◆ TASK BRIEF ◆
Turn the material below into a numbered list, omitting blank lines and leaving out the pictures.

◆ Dataset items ◆
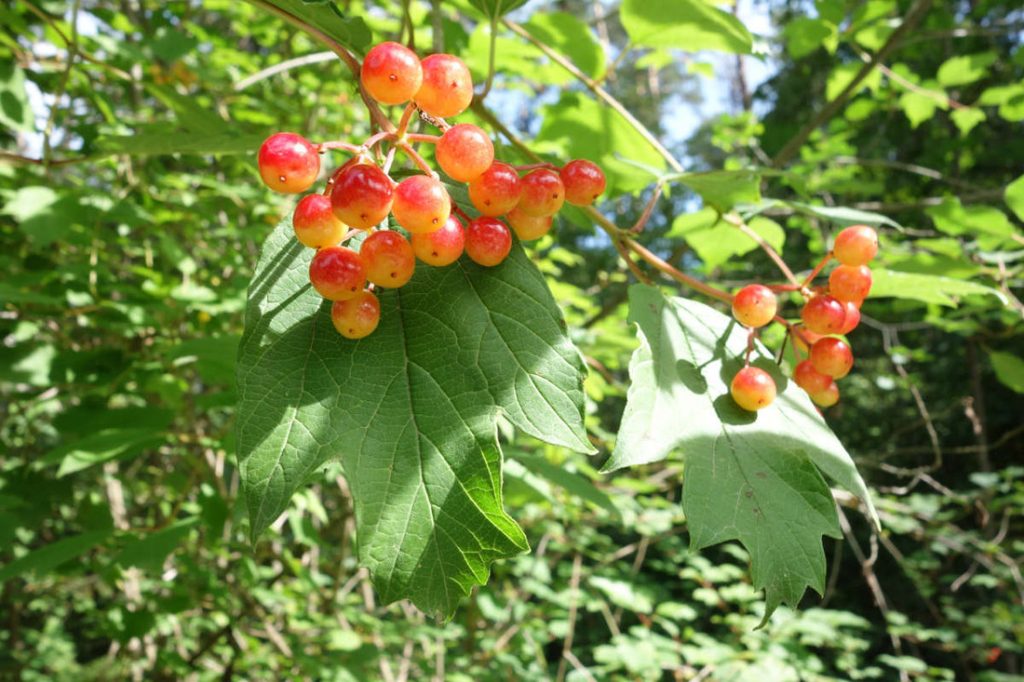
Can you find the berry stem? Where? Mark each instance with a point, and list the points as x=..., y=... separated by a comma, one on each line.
x=418, y=137
x=737, y=222
x=817, y=269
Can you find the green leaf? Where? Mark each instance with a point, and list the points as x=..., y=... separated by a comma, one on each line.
x=151, y=550
x=567, y=35
x=927, y=288
x=723, y=189
x=965, y=69
x=1014, y=197
x=967, y=118
x=351, y=32
x=50, y=556
x=411, y=411
x=688, y=25
x=497, y=7
x=1009, y=370
x=752, y=477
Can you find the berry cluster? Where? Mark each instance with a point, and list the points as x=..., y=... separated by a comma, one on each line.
x=360, y=194
x=829, y=312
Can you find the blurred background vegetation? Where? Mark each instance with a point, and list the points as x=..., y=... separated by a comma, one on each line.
x=131, y=219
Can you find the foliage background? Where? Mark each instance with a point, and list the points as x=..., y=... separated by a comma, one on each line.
x=131, y=221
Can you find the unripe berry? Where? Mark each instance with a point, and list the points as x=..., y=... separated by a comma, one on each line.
x=288, y=163
x=391, y=74
x=448, y=86
x=314, y=222
x=388, y=258
x=584, y=181
x=753, y=388
x=856, y=245
x=487, y=241
x=337, y=273
x=832, y=356
x=421, y=204
x=465, y=152
x=810, y=379
x=357, y=316
x=361, y=196
x=543, y=193
x=441, y=247
x=823, y=314
x=826, y=397
x=528, y=227
x=497, y=190
x=852, y=317
x=850, y=283
x=754, y=305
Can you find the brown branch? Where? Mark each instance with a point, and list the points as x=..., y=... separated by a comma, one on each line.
x=791, y=148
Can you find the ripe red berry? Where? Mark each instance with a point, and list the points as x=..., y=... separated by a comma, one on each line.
x=850, y=283
x=388, y=258
x=487, y=241
x=441, y=247
x=391, y=73
x=753, y=388
x=543, y=193
x=584, y=181
x=852, y=317
x=497, y=190
x=856, y=245
x=421, y=204
x=337, y=273
x=823, y=314
x=356, y=316
x=825, y=397
x=361, y=196
x=465, y=152
x=832, y=356
x=528, y=227
x=314, y=222
x=810, y=379
x=754, y=305
x=288, y=163
x=448, y=86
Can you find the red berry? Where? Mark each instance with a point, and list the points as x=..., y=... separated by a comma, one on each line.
x=448, y=86
x=465, y=152
x=361, y=196
x=497, y=190
x=337, y=273
x=441, y=247
x=852, y=317
x=421, y=204
x=754, y=305
x=487, y=241
x=388, y=257
x=810, y=379
x=753, y=388
x=528, y=227
x=826, y=397
x=356, y=316
x=288, y=163
x=850, y=283
x=832, y=356
x=856, y=246
x=314, y=222
x=543, y=193
x=391, y=74
x=823, y=314
x=584, y=181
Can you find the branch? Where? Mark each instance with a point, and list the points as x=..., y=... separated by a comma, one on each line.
x=790, y=150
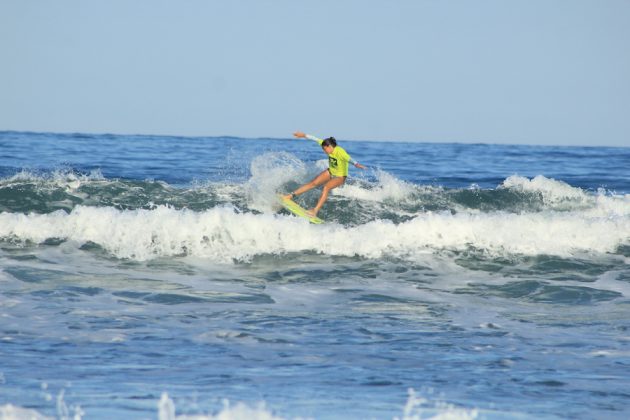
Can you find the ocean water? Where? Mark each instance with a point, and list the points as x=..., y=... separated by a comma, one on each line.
x=148, y=277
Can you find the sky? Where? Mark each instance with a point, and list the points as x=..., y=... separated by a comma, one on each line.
x=548, y=72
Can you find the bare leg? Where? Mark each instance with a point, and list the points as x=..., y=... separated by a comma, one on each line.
x=331, y=184
x=315, y=182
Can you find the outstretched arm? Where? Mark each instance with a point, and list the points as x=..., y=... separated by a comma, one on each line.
x=302, y=135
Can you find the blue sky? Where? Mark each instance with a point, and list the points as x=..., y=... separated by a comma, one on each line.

◆ RESPONSE TO THE EXERCISE ◆
1. Can you find the berry stem? Where? Mark each instance with a point, and list the points as x=..., y=... separated by a comma, one on each line.
2. x=418, y=137
3. x=737, y=222
4. x=817, y=269
5. Can you find the green leaf? Where? Mark each instance with a point, and list the points as x=..., y=... separated by a comma, one on each line.
6. x=151, y=550
7. x=567, y=35
8. x=927, y=288
9. x=723, y=189
10. x=965, y=69
11. x=1014, y=197
12. x=967, y=118
13. x=351, y=32
14. x=50, y=556
15. x=411, y=411
16. x=688, y=25
17. x=497, y=7
18. x=1009, y=370
19. x=752, y=477
20. Can you find the berry cluster? Where? Mark each instance with a point, and list the points as x=..., y=... separated by a comma, one on each line.
21. x=360, y=194
22. x=829, y=312
23. Can you find the blurred background vegetation? Where? Mark each instance with a point, and list the points as x=..., y=... separated by a comma, one on each line.
24. x=131, y=219
25. Can you find the foliage background? Where? Mark each instance with a point, and list the points as x=..., y=... separated by a comma, one on each line.
26. x=131, y=221
27. Can you find the unripe berry? Where? Mark each instance with a point, and list the points as x=..., y=... separated by a comma, one on each line.
28. x=288, y=163
29. x=391, y=74
30. x=448, y=86
31. x=314, y=222
32. x=388, y=258
33. x=584, y=181
34. x=753, y=388
35. x=856, y=245
36. x=487, y=241
37. x=337, y=273
38. x=832, y=356
39. x=421, y=204
40. x=465, y=152
41. x=810, y=379
42. x=357, y=316
43. x=361, y=196
44. x=543, y=193
45. x=441, y=247
46. x=823, y=314
47. x=826, y=397
48. x=528, y=227
49. x=497, y=190
50. x=852, y=317
51. x=850, y=283
52. x=754, y=305
53. Can you find the brown branch? Where? Mark each instance with a point, and list the points as x=..., y=... separated by a comma, one on each line.
54. x=791, y=148
55. Can you find the ripe red berry? Where? Mark each instance with a point, and list the points as x=..., y=... separated by a comma, one on each line.
56. x=850, y=283
57. x=388, y=258
58. x=487, y=241
59. x=441, y=247
60. x=391, y=73
61. x=753, y=388
62. x=543, y=193
63. x=584, y=181
64. x=852, y=317
65. x=497, y=190
66. x=856, y=245
67. x=421, y=204
68. x=337, y=273
69. x=823, y=314
70. x=356, y=316
71. x=825, y=397
72. x=361, y=196
73. x=465, y=152
74. x=832, y=356
75. x=528, y=227
76. x=314, y=222
77. x=810, y=379
78. x=754, y=305
79. x=288, y=163
80. x=448, y=86
81. Can you find the red berry? Where? Mark each instance with a point, and list the points as x=..., y=... separated by a comma, one on each line.
82. x=448, y=86
83. x=465, y=152
84. x=361, y=196
85. x=497, y=190
86. x=337, y=273
87. x=441, y=247
88. x=852, y=317
89. x=421, y=204
90. x=754, y=305
91. x=487, y=241
92. x=388, y=257
93. x=810, y=379
94. x=753, y=388
95. x=528, y=227
96. x=826, y=397
97. x=356, y=316
98. x=288, y=163
99. x=850, y=283
100. x=832, y=356
101. x=856, y=246
102. x=314, y=222
103. x=543, y=193
104. x=391, y=74
105. x=823, y=314
106. x=584, y=181
107. Can you find the branch? Where? Mark each instance with a point, and list the points as x=..., y=... separated by a comma, one on each line.
108. x=790, y=150
109. Can you find the ocean water? Where? Mark each instance with a point, and list the points as x=..., y=... separated by a comma, one on each line.
110. x=148, y=277
111. Can you find the sky? Where? Mark each instance with a point, and list the points as x=..., y=... separated by a comma, one on each line.
112. x=548, y=72
113. Can you find the bare leg? Where? Mark each instance with a point, and list the points as x=..., y=... separated by a comma, one on each line.
114. x=331, y=184
115. x=315, y=182
116. Can you find the outstretched arm? Where? Mark each instance with a point, and list the points as x=..., y=... separated by a comma, one on each line.
117. x=302, y=135
118. Can you find the blue sky? Where? Mark each instance with a point, and list the points as x=..., y=... separated by a comma, one on each line.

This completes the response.